Extract every line of text from the entries below without changing a word, and leave the pictures out.

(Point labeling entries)
— start —

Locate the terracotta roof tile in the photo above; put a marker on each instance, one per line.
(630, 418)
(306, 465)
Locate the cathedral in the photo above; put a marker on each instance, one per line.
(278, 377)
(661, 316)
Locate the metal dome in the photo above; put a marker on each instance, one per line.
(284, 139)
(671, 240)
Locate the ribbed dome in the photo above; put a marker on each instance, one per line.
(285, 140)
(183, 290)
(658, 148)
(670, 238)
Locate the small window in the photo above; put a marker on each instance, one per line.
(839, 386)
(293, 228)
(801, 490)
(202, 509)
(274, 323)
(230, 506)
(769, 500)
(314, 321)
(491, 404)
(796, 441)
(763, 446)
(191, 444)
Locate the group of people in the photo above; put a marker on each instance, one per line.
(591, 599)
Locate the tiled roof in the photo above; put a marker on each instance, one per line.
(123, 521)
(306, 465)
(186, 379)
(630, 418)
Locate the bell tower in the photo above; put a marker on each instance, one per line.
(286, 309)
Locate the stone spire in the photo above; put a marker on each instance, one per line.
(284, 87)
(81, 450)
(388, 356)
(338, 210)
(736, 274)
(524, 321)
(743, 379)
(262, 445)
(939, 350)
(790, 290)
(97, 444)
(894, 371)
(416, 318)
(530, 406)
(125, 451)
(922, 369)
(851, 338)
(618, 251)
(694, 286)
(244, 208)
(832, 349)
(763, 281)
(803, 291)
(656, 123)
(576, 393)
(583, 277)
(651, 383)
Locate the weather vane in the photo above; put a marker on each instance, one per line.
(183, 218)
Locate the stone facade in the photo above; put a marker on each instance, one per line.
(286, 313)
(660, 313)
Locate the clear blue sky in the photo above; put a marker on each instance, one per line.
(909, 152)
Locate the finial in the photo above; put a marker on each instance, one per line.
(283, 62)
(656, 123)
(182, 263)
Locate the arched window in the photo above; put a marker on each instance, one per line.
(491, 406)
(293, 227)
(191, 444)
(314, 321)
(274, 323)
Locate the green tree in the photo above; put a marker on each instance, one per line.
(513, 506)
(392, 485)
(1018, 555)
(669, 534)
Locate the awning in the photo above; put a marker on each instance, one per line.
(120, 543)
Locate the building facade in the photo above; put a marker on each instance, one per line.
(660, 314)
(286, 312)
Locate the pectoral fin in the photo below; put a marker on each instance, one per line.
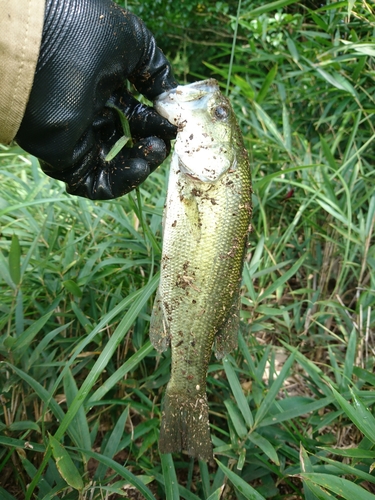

— end —

**Complete answer**
Locate the terracotta roof tile in the photo above; put a marker on each instance, one per line.
(630, 418)
(306, 465)
Locate the cathedral in the photo above; put a marker on each instance, one per line.
(278, 377)
(661, 316)
Locate the metal dome in the photo above; put a marker on each instance, one per line.
(284, 139)
(671, 240)
Locate the ribbed dome in the photo above; put a marker on each instance, one per line.
(285, 140)
(183, 290)
(658, 148)
(670, 238)
Locate the small window in the photo above; put a marker on each instance, one per line.
(839, 386)
(293, 228)
(801, 490)
(202, 509)
(274, 323)
(230, 506)
(769, 500)
(314, 321)
(491, 404)
(796, 441)
(763, 446)
(191, 444)
Locate the group of people in the photo above; put a marker on each instance, one per line.
(591, 599)
Locate the tiled roof in the photo above; put a marker on each instance, one per line.
(123, 521)
(306, 465)
(186, 379)
(630, 418)
Locate the bell tower in the photo above; put a marker on each instance, one per line.
(286, 309)
Locate the stone spire in the photo above; put a marker on each instance, one per line.
(284, 87)
(81, 450)
(388, 356)
(338, 210)
(736, 274)
(524, 321)
(743, 379)
(262, 445)
(939, 350)
(790, 290)
(97, 444)
(894, 371)
(416, 318)
(530, 406)
(125, 451)
(922, 369)
(851, 338)
(618, 251)
(694, 286)
(244, 208)
(832, 349)
(763, 281)
(803, 291)
(656, 123)
(576, 393)
(583, 277)
(651, 383)
Locate the weather vane in the photo above; put a marker on each instance, one per line.
(183, 218)
Locate the stone facade in the photo above; put a marker on each instance, one per line.
(286, 313)
(660, 313)
Locate the clear blue sky in the photo above; put a marker on each instance, one per line.
(909, 152)
Locate the finial in the photo above; put a marker on each instance, one per line.
(283, 62)
(656, 123)
(182, 263)
Locate the arched window in the photo above; put a marker on each instance, one per line.
(491, 406)
(293, 227)
(191, 444)
(314, 321)
(274, 323)
Locate the green tree in the photo above; put a marker on each instance, one per line.
(513, 506)
(392, 485)
(1018, 555)
(669, 534)
Locate the awning in the photo above; put a marker on each instance, one per line.
(120, 543)
Locate the building facade in the photo above; put a marker on each instance, one per line.
(660, 314)
(286, 312)
Locate the pectoral fin in the photo below; put a marker on each instance, one per line.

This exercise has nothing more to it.